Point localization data
◆ ◆ ◆ ◆
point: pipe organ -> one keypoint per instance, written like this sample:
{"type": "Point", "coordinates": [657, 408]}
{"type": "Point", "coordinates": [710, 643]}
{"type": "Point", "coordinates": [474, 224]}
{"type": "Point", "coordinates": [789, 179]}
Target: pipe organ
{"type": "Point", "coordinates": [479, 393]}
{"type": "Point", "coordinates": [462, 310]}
◆ ◆ ◆ ◆
:: Exercise aim ::
Reproduce the entries in full, exactly as written.

:: Task output ::
point: pipe organ -> one keypoint per instance, written like this sample:
{"type": "Point", "coordinates": [657, 408]}
{"type": "Point", "coordinates": [710, 643]}
{"type": "Point", "coordinates": [474, 224]}
{"type": "Point", "coordinates": [789, 179]}
Target: pipe organ
{"type": "Point", "coordinates": [479, 393]}
{"type": "Point", "coordinates": [462, 310]}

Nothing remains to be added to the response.